A criminal defendant who is found incompetent to stand trial may be involuntarily committed for the purpose of determining if he or she is likely to regain competence. (Pen. Code, § 1370, subd. (a)(1)(B); all undesignated statutory references are to this code.) But the duration of commitment may not exceed “ ‘the reasonable period of time necessary to determine whether there is a substantial probability that [the defendant] will attain that capacity in the foreseeable future.’ ” (In re Davis (1973) 8 Cal.3d 798, 804, 106 Cal.Rptr. 178, 505 P.2d 1018 (Davis ), quoting Jackson v. Indiana (1972) 406 U.S. 715, 738, 92 S.Ct. 1845, 32 L.Ed.2d 435 (Jackson ).)
Guided by Davis and Jackson, the Legislature has set the maximum period of such commitment at three years. (§ 1370, subd. (c) (§ 1370(c)).) If at that point the defendant does not regain competence and is shown to be “gravely disabled” within the meaning of the Lanterman–Petris–Short Act (Welf. & Inst. Code, § 5000 et seq. (LPS Act)), then the court must order conservatorship proceedings under the LPS Act (id., § 5350 et seq.). (§ 1370, subd. (c)(2).) Otherwise, the defendant is released. (See People v. Waterman (1986) 42 Cal.3d 565, 568, 229 Cal.Rptr. 796, 724 P.2d 482 (Waterman ).)

(Entries drawn from a collection)
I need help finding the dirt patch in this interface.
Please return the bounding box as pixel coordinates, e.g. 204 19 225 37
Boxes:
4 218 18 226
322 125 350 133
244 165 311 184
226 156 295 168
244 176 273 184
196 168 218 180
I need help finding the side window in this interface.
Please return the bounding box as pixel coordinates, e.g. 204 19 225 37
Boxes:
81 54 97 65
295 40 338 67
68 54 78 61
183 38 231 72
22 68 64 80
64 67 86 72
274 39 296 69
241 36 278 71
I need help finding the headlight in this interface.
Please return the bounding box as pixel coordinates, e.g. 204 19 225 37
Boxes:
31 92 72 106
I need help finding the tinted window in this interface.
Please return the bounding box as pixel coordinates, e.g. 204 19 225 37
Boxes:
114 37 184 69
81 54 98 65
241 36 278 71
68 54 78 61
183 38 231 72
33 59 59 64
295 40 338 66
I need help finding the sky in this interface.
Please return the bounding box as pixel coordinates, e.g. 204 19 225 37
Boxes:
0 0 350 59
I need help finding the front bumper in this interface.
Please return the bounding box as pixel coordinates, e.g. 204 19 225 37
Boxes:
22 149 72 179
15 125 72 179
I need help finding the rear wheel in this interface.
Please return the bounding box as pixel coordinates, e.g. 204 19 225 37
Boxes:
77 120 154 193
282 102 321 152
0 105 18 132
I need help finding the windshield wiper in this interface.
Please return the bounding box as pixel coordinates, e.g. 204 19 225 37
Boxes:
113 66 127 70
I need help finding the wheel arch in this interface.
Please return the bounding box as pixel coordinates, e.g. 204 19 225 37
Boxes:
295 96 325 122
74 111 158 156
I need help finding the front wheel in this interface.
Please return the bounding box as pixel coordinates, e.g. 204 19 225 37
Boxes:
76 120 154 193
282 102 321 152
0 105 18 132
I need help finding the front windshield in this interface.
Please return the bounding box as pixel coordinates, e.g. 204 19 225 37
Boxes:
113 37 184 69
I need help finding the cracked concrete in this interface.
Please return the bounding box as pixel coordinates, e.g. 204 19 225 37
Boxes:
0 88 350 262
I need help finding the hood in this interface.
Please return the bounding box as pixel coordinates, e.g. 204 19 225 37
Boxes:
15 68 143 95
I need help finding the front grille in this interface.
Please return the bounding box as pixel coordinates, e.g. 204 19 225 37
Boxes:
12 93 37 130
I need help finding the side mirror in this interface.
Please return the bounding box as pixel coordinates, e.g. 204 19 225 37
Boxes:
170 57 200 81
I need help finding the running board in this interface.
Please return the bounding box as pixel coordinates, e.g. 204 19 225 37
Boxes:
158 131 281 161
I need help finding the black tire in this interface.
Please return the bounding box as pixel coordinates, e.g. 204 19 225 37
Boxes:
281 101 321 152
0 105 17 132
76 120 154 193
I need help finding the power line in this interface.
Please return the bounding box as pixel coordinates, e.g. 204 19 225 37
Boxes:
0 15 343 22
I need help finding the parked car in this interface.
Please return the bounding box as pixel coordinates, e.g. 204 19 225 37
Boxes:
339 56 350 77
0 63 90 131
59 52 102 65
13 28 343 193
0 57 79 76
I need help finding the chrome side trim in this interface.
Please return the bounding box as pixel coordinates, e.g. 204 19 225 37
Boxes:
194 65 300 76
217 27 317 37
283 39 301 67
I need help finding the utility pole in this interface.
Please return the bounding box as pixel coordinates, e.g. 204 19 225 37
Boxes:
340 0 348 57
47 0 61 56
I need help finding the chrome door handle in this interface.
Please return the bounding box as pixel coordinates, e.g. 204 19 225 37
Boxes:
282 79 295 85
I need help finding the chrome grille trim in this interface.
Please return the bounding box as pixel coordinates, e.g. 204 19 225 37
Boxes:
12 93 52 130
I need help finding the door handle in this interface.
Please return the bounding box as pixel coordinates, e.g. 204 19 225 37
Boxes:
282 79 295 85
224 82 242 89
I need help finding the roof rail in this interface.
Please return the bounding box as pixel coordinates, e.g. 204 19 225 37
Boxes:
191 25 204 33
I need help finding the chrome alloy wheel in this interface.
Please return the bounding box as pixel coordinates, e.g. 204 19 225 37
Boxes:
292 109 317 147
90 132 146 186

Short problem: Rewrite the passage on competency commitment from "A criminal defendant" to "435 (Jackson ).)", swapping "incompetent" for "unfit".

Solution to this problem:
A criminal defendant who is found unfit to stand trial may be involuntarily committed for the purpose of determining if he or she is likely to regain competence. (Pen. Code, § 1370, subd. (a)(1)(B); all undesignated statutory references are to this code.) But the duration of commitment may not exceed “ ‘the reasonable period of time necessary to determine whether there is a substantial probability that [the defendant] will attain that capacity in the foreseeable future.’ ” (In re Davis (1973) 8 Cal.3d 798, 804, 106 Cal.Rptr. 178, 505 P.2d 1018 (Davis ), quoting Jackson v. Indiana (1972) 406 U.S. 715, 738, 92 S.Ct. 1845, 32 L.Ed.2d 435 (Jackson ).)